_THE TASK_
Can you reproduce, word for word, the records below from the line containing "Annotation task: mark the white" through the end of the records, including both the first and the last line?

Point labeling data from photos:
——
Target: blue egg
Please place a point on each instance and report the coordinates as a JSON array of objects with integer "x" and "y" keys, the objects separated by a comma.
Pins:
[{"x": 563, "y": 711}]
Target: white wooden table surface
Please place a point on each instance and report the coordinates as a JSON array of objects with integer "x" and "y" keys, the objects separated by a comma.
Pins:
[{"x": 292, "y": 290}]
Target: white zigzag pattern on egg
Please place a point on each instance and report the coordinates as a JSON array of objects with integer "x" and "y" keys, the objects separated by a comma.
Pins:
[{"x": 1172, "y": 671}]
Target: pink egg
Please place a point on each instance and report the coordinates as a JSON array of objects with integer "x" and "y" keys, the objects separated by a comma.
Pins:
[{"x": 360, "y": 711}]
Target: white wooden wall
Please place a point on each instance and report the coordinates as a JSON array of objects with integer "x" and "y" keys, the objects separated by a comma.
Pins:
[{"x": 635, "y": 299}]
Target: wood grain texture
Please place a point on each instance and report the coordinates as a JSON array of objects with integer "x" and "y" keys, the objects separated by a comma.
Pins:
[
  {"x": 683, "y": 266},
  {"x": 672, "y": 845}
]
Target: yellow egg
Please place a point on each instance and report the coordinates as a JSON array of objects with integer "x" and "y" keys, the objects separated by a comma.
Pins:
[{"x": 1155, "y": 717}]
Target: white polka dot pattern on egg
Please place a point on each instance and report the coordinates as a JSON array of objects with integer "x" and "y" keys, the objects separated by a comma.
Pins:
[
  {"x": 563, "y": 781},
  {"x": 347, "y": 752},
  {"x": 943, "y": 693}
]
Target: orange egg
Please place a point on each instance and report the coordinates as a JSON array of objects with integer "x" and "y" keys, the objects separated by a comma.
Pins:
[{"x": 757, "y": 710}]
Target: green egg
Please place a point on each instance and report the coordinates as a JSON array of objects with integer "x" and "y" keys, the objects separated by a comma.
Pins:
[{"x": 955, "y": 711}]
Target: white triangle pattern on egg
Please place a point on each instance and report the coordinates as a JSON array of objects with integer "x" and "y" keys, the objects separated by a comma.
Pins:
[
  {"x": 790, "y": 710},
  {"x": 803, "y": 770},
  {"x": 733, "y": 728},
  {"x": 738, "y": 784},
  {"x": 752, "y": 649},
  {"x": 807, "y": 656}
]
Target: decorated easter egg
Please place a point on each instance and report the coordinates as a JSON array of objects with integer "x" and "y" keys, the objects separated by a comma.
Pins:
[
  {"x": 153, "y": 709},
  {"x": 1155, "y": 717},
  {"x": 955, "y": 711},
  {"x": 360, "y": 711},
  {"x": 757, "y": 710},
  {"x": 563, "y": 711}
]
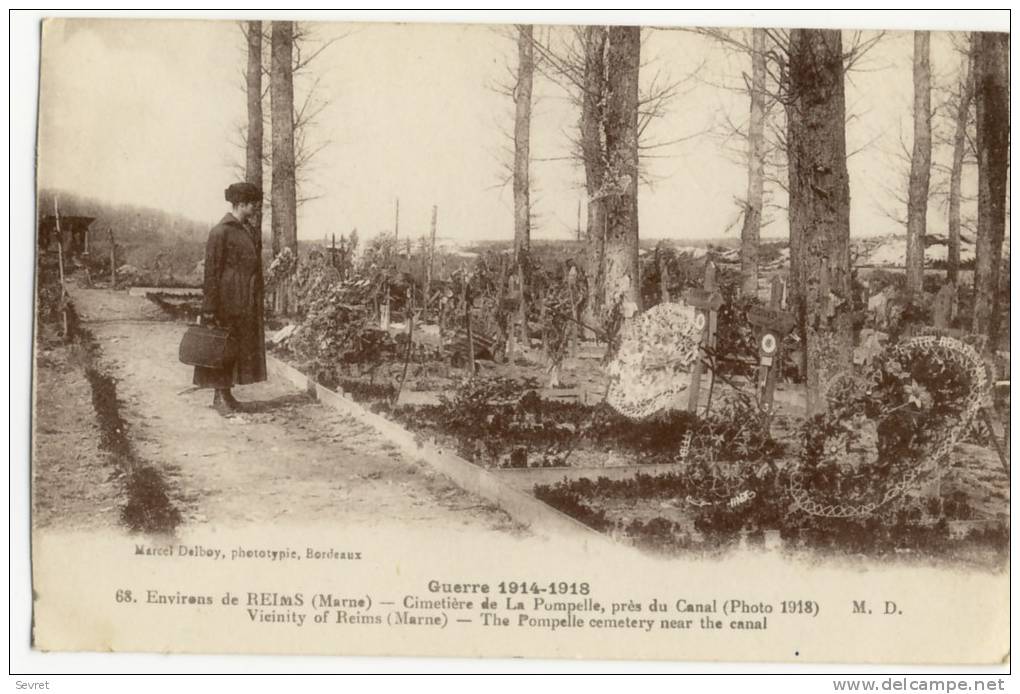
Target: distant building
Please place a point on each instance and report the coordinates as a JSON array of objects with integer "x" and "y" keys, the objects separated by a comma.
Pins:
[{"x": 73, "y": 230}]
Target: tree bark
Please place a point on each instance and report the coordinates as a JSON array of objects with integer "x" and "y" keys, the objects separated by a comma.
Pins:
[
  {"x": 285, "y": 221},
  {"x": 521, "y": 164},
  {"x": 991, "y": 55},
  {"x": 956, "y": 172},
  {"x": 593, "y": 155},
  {"x": 751, "y": 232},
  {"x": 920, "y": 165},
  {"x": 621, "y": 269},
  {"x": 253, "y": 85},
  {"x": 819, "y": 205}
]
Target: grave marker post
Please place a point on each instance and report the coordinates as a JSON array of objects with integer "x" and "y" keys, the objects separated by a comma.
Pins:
[
  {"x": 707, "y": 301},
  {"x": 771, "y": 326}
]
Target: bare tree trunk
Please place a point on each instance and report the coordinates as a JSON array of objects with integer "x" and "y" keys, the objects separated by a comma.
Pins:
[
  {"x": 285, "y": 219},
  {"x": 920, "y": 165},
  {"x": 819, "y": 205},
  {"x": 621, "y": 269},
  {"x": 956, "y": 172},
  {"x": 751, "y": 232},
  {"x": 593, "y": 154},
  {"x": 991, "y": 55},
  {"x": 253, "y": 83},
  {"x": 521, "y": 163}
]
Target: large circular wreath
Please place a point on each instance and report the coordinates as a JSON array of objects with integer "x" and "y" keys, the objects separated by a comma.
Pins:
[
  {"x": 653, "y": 362},
  {"x": 887, "y": 431}
]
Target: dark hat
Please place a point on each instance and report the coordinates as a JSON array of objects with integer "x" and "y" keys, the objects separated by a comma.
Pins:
[{"x": 243, "y": 192}]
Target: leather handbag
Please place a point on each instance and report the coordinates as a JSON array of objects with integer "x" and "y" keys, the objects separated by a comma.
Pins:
[{"x": 208, "y": 346}]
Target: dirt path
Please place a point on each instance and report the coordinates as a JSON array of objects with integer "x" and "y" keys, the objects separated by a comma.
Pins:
[{"x": 290, "y": 459}]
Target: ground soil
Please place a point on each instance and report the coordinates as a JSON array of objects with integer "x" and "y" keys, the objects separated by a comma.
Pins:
[{"x": 286, "y": 458}]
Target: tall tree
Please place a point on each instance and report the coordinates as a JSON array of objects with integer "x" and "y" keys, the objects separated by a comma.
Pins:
[
  {"x": 521, "y": 164},
  {"x": 253, "y": 90},
  {"x": 965, "y": 97},
  {"x": 920, "y": 164},
  {"x": 594, "y": 41},
  {"x": 991, "y": 97},
  {"x": 285, "y": 204},
  {"x": 819, "y": 205},
  {"x": 622, "y": 282},
  {"x": 751, "y": 231}
]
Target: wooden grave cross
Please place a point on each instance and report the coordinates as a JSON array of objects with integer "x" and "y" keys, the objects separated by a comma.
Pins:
[
  {"x": 707, "y": 301},
  {"x": 771, "y": 326}
]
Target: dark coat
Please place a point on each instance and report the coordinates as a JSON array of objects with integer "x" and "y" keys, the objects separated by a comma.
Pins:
[{"x": 233, "y": 292}]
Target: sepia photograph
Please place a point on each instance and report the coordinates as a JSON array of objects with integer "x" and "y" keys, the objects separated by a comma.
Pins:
[{"x": 602, "y": 341}]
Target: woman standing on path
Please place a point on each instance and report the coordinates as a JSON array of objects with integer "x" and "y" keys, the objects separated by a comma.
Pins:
[{"x": 233, "y": 295}]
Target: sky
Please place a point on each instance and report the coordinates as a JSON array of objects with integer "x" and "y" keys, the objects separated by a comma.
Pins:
[{"x": 148, "y": 112}]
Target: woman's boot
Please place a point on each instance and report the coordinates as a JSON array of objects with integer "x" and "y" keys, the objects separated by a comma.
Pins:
[{"x": 221, "y": 402}]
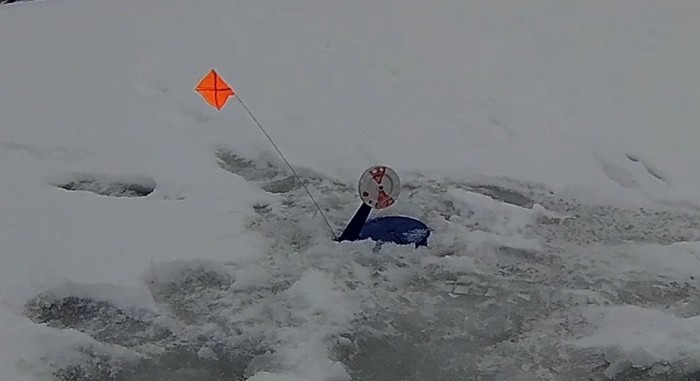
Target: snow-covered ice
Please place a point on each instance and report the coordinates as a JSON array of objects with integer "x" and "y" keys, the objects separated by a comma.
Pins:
[{"x": 550, "y": 145}]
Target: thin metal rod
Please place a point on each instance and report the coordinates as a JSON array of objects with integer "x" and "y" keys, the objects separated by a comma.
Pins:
[{"x": 288, "y": 164}]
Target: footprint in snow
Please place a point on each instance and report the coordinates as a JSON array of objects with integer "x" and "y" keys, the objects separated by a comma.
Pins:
[{"x": 107, "y": 185}]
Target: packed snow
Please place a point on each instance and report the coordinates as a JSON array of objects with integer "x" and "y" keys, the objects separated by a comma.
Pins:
[{"x": 550, "y": 146}]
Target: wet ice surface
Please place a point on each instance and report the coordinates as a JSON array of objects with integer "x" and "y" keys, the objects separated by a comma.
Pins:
[{"x": 518, "y": 283}]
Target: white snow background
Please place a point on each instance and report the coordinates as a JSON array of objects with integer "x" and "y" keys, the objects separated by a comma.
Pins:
[{"x": 551, "y": 146}]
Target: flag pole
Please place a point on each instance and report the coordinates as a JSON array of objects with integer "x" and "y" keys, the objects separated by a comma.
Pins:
[{"x": 269, "y": 138}]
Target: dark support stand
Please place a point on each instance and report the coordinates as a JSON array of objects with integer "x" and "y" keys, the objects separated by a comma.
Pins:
[{"x": 352, "y": 231}]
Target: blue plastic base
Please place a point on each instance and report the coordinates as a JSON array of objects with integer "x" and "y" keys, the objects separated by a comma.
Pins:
[{"x": 396, "y": 229}]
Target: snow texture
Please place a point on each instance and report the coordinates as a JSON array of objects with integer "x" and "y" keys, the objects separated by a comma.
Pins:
[{"x": 549, "y": 145}]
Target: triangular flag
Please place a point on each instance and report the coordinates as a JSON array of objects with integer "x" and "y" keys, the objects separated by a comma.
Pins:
[{"x": 215, "y": 90}]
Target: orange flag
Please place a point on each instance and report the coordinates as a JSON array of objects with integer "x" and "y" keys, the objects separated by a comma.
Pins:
[{"x": 215, "y": 90}]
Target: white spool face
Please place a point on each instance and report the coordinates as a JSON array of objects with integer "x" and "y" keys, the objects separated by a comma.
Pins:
[{"x": 379, "y": 187}]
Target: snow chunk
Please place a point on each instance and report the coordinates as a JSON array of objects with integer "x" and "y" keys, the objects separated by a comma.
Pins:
[{"x": 643, "y": 337}]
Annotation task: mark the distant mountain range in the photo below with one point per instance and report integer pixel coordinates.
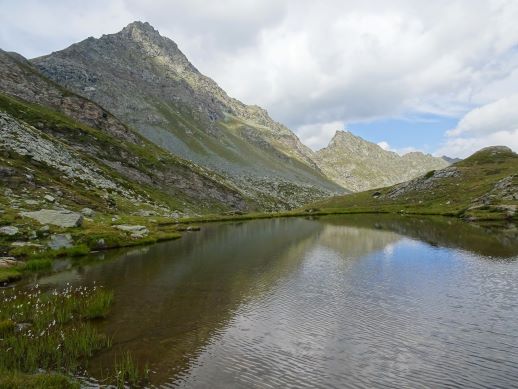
(483, 186)
(133, 105)
(359, 165)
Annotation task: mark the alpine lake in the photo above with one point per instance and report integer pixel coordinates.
(350, 301)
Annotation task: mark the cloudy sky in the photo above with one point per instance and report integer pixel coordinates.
(438, 76)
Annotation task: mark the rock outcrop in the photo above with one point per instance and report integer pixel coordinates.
(60, 218)
(145, 80)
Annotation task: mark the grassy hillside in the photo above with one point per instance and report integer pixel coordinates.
(483, 186)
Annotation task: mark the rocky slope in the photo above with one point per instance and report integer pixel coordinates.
(483, 186)
(73, 145)
(359, 165)
(145, 80)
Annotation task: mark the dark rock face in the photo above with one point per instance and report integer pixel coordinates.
(88, 154)
(20, 79)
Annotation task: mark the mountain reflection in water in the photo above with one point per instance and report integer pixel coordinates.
(340, 301)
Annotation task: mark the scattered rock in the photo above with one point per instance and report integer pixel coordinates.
(145, 213)
(49, 198)
(59, 241)
(61, 218)
(8, 230)
(88, 212)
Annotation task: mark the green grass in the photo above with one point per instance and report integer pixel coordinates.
(17, 380)
(37, 265)
(127, 372)
(52, 332)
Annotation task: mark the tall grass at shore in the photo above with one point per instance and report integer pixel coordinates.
(50, 330)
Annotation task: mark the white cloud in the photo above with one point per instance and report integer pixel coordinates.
(385, 146)
(312, 63)
(499, 116)
(463, 147)
(493, 124)
(402, 151)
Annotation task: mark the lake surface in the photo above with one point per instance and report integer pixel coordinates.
(337, 302)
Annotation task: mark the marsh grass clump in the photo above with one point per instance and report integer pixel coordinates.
(50, 330)
(127, 372)
(37, 265)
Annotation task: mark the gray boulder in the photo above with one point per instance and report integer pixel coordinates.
(61, 218)
(88, 212)
(135, 230)
(59, 241)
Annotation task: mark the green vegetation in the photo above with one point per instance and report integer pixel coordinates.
(47, 336)
(17, 380)
(9, 275)
(49, 331)
(127, 371)
(481, 187)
——
_ANSWER FOR THE TASK_
Annotation task: mark the white cloud in the photo above with one point per instance and report integer pixel coordinates.
(385, 146)
(312, 63)
(499, 116)
(463, 147)
(493, 124)
(402, 151)
Annotation task: mark the lake surface in the photo above with one point per instance and report integer pixel coordinates.
(337, 302)
Annotation task: mark the marsh grass clump in the photo above with one point per instance and report integer pixel coordinates.
(50, 330)
(127, 372)
(37, 265)
Annotation task: mark the gray boulder in the photo above with one point per instance and report integer pixel coordinates.
(61, 218)
(88, 212)
(135, 230)
(59, 241)
Annotation task: mark the green vegetation in the photo above with one point per instance and report integer pixel coordinates.
(47, 336)
(17, 380)
(9, 275)
(49, 331)
(127, 371)
(481, 187)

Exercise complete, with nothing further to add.